**TASK DATA**.
┄┄┄┄┄┄┄┄┄┄┄┄┄┄┄┄┄┄┄┄
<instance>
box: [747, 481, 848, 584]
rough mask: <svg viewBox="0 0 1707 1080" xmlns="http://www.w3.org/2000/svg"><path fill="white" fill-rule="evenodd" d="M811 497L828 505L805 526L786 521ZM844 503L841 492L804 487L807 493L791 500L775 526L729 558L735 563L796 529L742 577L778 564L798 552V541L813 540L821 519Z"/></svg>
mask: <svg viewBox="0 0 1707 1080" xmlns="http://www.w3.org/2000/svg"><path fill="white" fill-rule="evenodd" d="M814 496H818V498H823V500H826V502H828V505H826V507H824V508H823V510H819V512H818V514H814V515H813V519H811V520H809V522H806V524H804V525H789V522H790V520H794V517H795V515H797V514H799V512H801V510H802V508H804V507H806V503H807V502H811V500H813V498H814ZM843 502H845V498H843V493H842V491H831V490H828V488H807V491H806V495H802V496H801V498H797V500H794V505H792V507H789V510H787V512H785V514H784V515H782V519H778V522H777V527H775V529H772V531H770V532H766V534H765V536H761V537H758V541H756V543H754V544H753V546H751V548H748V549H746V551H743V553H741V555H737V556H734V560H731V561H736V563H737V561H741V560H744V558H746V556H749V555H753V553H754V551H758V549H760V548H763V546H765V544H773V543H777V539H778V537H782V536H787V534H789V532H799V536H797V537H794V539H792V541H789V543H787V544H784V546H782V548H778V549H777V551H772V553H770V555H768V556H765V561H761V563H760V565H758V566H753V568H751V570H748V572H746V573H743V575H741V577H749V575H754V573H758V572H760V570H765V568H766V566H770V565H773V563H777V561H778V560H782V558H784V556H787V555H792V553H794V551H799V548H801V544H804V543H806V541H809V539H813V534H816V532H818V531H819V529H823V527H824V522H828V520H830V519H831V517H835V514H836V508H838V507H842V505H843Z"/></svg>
┄┄┄┄┄┄┄┄┄┄┄┄┄┄┄┄┄┄┄┄
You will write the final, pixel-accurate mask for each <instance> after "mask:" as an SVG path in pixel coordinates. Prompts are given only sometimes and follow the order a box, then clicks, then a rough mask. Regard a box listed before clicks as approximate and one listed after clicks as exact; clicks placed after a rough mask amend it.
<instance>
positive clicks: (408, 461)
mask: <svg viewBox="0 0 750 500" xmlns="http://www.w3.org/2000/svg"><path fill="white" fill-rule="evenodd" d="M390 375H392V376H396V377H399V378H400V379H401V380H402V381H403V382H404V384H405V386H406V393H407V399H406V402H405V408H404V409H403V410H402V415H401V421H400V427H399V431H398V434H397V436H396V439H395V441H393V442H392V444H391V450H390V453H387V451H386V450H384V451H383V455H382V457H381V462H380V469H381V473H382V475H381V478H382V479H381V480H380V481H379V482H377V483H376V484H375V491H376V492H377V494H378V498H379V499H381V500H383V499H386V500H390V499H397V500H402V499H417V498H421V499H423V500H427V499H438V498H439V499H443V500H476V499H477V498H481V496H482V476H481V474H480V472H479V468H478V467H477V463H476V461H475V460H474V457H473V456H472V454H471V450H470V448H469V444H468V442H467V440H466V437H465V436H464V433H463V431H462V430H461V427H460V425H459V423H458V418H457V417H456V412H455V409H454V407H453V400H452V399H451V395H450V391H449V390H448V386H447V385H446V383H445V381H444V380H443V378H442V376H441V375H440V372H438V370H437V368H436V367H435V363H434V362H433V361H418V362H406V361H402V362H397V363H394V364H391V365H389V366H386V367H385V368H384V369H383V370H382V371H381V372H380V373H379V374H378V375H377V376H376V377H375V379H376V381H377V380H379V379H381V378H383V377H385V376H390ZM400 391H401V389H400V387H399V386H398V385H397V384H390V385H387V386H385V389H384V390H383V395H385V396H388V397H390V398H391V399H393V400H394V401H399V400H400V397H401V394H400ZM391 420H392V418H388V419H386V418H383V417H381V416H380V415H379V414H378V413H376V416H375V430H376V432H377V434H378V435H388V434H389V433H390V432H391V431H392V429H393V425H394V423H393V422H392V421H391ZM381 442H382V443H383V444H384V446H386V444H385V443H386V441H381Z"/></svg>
┄┄┄┄┄┄┄┄┄┄┄┄┄┄┄┄┄┄┄┄
**ASSIGNMENT**.
Please pick out and copy in full every line of the data above that contains the string "clicks". Treat uppercase and lowercase as different.

**YOUR RESPONSE**.
You will write the final, pixel-accurate mask for each <instance> after "mask:" as an SVG path in pixel coordinates. Prompts are given only sometimes and follow the order a box, then clicks, then a rough mask. Regard a box listed before clicks as approximate and one listed after clicks as exact; clicks placed after a rough mask amend it.
positive clicks: (408, 461)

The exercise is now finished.